Task instructions: Your answer is the lines below, exactly, from the one that contains "Target: green foliage" through the one that contains "Each instance receives one point. Annotate the dark trousers", both included.

[Available data Boundary: Start]

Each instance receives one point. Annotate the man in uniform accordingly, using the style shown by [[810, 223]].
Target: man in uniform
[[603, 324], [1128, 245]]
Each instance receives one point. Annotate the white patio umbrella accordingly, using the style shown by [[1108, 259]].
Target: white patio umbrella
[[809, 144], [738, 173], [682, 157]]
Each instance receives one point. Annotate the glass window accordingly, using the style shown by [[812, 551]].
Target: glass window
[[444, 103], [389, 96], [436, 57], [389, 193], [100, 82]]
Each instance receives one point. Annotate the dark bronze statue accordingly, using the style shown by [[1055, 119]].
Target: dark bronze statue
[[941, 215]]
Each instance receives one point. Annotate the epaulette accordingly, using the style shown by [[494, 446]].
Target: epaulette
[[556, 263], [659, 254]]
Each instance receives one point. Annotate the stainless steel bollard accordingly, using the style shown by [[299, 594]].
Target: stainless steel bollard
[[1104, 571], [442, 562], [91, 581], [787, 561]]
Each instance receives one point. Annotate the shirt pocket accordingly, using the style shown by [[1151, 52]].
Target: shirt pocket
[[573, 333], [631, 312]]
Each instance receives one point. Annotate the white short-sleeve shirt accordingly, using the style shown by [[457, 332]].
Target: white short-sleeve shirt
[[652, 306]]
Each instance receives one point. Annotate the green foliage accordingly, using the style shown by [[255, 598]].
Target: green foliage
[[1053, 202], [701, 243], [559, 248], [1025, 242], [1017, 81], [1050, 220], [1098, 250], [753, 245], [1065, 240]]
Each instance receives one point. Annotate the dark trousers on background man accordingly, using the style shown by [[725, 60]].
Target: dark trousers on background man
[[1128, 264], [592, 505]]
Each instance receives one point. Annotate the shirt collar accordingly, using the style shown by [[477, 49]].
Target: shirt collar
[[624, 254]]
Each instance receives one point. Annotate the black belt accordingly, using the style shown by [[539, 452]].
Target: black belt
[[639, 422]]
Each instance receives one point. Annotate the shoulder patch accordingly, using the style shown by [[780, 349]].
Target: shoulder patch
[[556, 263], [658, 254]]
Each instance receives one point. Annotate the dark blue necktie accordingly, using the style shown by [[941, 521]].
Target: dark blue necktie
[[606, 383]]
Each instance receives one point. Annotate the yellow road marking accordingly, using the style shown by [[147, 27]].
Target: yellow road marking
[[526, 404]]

[Available data Boundary: End]

Written solution:
Target: green foliage
[[1053, 202], [701, 243], [559, 248], [1025, 242], [1017, 81], [1050, 220], [1098, 250], [753, 245], [1065, 240]]
Each instance receives one point. Annotate the dark trousers on background man accordingly, using the style shown by [[725, 60]].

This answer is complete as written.